◆ Exercise goal
Reproduce the data that follows in its entirety, character for character.

*** Information supplied ***

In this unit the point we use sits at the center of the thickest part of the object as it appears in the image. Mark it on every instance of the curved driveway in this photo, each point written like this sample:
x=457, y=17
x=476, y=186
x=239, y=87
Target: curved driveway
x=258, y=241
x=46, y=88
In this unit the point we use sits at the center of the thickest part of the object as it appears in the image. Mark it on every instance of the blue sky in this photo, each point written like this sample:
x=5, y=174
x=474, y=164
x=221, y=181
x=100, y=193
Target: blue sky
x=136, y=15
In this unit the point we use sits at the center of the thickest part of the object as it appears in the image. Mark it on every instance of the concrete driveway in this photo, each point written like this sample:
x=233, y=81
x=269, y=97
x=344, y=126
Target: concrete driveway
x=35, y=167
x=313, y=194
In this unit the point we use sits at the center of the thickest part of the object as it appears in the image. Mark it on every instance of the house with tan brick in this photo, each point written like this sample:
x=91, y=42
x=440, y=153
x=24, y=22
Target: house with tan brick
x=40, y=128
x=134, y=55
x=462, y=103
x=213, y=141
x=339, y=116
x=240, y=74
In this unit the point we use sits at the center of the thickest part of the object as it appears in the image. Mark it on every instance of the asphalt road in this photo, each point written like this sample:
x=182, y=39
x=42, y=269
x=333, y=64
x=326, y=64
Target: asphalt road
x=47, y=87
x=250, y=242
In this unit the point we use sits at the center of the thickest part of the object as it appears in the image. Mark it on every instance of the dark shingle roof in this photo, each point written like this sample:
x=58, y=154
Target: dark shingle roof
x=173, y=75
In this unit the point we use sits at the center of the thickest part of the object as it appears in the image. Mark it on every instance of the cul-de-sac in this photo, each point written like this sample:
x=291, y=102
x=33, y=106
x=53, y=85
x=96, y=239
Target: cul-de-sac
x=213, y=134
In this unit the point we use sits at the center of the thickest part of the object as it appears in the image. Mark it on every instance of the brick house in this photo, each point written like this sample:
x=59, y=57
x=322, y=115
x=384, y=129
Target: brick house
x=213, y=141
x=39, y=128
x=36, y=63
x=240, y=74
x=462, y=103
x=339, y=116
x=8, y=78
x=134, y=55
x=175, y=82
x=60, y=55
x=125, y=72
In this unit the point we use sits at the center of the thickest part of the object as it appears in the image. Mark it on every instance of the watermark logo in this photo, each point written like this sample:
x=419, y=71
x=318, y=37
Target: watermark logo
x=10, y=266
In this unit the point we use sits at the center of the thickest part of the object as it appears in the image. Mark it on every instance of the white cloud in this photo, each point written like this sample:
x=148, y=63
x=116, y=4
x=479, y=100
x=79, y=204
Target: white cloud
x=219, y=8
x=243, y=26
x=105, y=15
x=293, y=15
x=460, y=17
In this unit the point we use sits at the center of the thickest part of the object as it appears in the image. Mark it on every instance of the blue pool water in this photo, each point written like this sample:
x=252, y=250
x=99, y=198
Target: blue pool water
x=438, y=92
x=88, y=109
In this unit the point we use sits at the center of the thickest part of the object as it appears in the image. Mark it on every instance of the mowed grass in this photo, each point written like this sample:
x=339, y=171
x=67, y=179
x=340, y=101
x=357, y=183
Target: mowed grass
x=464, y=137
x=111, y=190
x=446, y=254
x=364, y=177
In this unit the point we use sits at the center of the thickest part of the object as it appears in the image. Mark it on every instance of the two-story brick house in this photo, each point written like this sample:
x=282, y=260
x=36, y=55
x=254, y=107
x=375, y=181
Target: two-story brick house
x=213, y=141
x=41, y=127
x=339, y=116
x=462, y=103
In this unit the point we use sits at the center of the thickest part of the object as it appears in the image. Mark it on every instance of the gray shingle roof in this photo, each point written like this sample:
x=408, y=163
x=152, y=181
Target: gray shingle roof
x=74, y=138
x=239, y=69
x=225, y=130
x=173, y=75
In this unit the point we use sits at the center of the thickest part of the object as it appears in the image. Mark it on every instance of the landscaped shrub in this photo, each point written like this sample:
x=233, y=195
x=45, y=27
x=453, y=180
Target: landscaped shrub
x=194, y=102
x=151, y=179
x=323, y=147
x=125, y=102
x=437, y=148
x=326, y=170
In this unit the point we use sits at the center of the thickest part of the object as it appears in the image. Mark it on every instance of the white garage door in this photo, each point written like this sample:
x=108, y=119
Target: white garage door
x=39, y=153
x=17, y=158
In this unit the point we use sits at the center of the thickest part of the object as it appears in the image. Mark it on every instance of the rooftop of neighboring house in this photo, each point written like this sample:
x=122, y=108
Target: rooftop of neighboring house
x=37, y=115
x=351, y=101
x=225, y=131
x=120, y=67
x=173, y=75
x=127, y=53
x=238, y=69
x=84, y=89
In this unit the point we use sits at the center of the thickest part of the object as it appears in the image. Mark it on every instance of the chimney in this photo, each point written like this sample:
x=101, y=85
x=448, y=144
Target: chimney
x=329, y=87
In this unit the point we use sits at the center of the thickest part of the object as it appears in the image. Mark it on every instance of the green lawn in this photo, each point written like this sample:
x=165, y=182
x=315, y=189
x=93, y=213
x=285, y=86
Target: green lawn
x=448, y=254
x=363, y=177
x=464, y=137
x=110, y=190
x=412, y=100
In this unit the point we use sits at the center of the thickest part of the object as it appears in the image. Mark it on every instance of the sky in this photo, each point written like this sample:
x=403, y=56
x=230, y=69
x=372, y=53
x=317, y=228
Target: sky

***

◆ Exercise result
In this unit the point we use sits at the center of the thickest part of the object as it appears in the image. Mark it on every instance of the curved driveway in this photo, each point written like this sample:
x=457, y=17
x=476, y=186
x=239, y=87
Target: curved driveway
x=258, y=241
x=46, y=88
In this unit the point we use sits at the center of the thickest part of the object as it appears in the image. Mark it on every instance of the blue sky in this photo, each point written like this sample:
x=5, y=174
x=474, y=164
x=221, y=181
x=100, y=193
Target: blue sky
x=136, y=15
In this unit the point we use sits at the center of the thickest part of the object as it appears in the image. Mark it on every instance of the concrete driveway in this photo, each point written like this sample:
x=233, y=81
x=269, y=97
x=344, y=126
Target: concrete driveway
x=35, y=167
x=313, y=194
In this unit the point we use sits at the center of the thickest part of the object as it appears in the image. Mark it on every instance of the house with tan brick in this photo, each point written like this sample:
x=91, y=42
x=440, y=153
x=24, y=22
Target: house with tan brick
x=40, y=128
x=134, y=55
x=462, y=103
x=213, y=141
x=339, y=116
x=240, y=74
In this unit the point we use sits at the center of the thickest part of the object as it appears in the image. Mark it on every instance of the asphalt road in this photo, each point written like this sample:
x=182, y=39
x=42, y=269
x=333, y=64
x=326, y=64
Target: asphalt road
x=47, y=87
x=250, y=242
In this unit the point we use sits at the center of the thickest part of the object as it appears in the image. Mark it on every instance of the dark shingle roof in this photo, each point written like this sample:
x=58, y=154
Target: dark shingle roof
x=173, y=75
In this unit the point we use sits at the center of the thickest part of the object as it appears in the image. Mark it on every instance of the cul-de-sac in this photo, each point written like this sample:
x=291, y=102
x=33, y=106
x=53, y=85
x=96, y=239
Target: cul-de-sac
x=213, y=134
In this unit the point we use sits at the center of the thickest part of the object as it appears in the image. Mark it on every instance of the brick house in this photo, each point written like this sample:
x=59, y=57
x=322, y=115
x=384, y=129
Target: brick house
x=213, y=141
x=39, y=128
x=36, y=63
x=240, y=74
x=462, y=103
x=339, y=116
x=8, y=78
x=134, y=55
x=175, y=82
x=60, y=55
x=125, y=72
In this unit the point we use sits at the center of the thickest part of the object as it appears in the image. Mark it on every instance of the watermark logo in this photo, each point written like this sample:
x=419, y=71
x=318, y=37
Target: watermark logo
x=10, y=266
In this unit the point we use sits at the center of the thickest part of the object as it appears in the image. Mark it on every instance of the white cloud in this photo, each point written like this sample:
x=148, y=63
x=116, y=4
x=479, y=100
x=79, y=204
Target: white cloud
x=219, y=8
x=243, y=26
x=105, y=15
x=293, y=15
x=460, y=17
In this unit the point we use sits at the center of the thickest part of the object as it appears in the image. Mark it on every instance of the blue pool water in this photo, each point written like this sample:
x=252, y=250
x=99, y=198
Target: blue pool water
x=438, y=92
x=88, y=109
In this unit the point we use sits at the center of the thickest part of the object as it appears in the image. Mark it on every instance of the mowed grass in this photo, each point written like this sample:
x=339, y=171
x=67, y=179
x=340, y=101
x=357, y=183
Target: mowed grass
x=464, y=137
x=111, y=190
x=446, y=254
x=364, y=177
In this unit the point we use sits at the center of the thickest part of the object as it appears in the image. Mark it on every instance of the two-story brick house in this photo, each point written like this sample:
x=282, y=260
x=36, y=55
x=254, y=107
x=375, y=181
Target: two-story brick house
x=213, y=141
x=41, y=127
x=339, y=116
x=462, y=103
In this unit the point we use sits at the center of the thickest part of the object as it appears in the image. Mark it on every instance of the gray shingle roof in this photo, each point written like this sample:
x=408, y=163
x=152, y=181
Target: gray shingle roof
x=74, y=138
x=239, y=69
x=225, y=130
x=173, y=75
In this unit the point we use sits at the center of the thickest part of the object as it appears in the image. Mark it on every instance of the landscaped shrub in this photo, each point written like this sample:
x=233, y=195
x=45, y=27
x=453, y=180
Target: landscaped shrub
x=194, y=102
x=151, y=179
x=323, y=147
x=125, y=102
x=437, y=148
x=326, y=170
In this unit the point we use sits at the center of the thickest part of the object as it appears in the image. Mark it on every instance of the white garage door in this photo, each point written like this sample:
x=108, y=119
Target: white garage door
x=39, y=153
x=17, y=158
In this unit the point we use sits at the center of the thickest part of the object as it appears in the image. Mark it on every instance of the rooftop of neighboring house in this photo, each point written like this sample:
x=122, y=108
Target: rooftop of neighboring house
x=37, y=115
x=351, y=101
x=225, y=131
x=120, y=67
x=173, y=75
x=127, y=53
x=238, y=69
x=84, y=89
In this unit the point we use sits at the center of the thickest part of the object as it appears in the image. Mark it on every instance of the chimney in this photo, each point written like this sample:
x=101, y=85
x=448, y=144
Target: chimney
x=329, y=87
In this unit the point we use sits at the center of the thickest part of the object as it appears in the image. Mark it on every instance of the green lawn in this photo, each point written like this sample:
x=165, y=182
x=315, y=189
x=93, y=213
x=285, y=86
Target: green lawn
x=448, y=254
x=363, y=177
x=464, y=137
x=110, y=190
x=412, y=100
In this unit the point we use sits at the center of the thickest part of the object as it appears in the image. Mark it on every instance of the sky in this photo, each point written like this sample:
x=403, y=56
x=230, y=69
x=372, y=53
x=317, y=228
Target: sky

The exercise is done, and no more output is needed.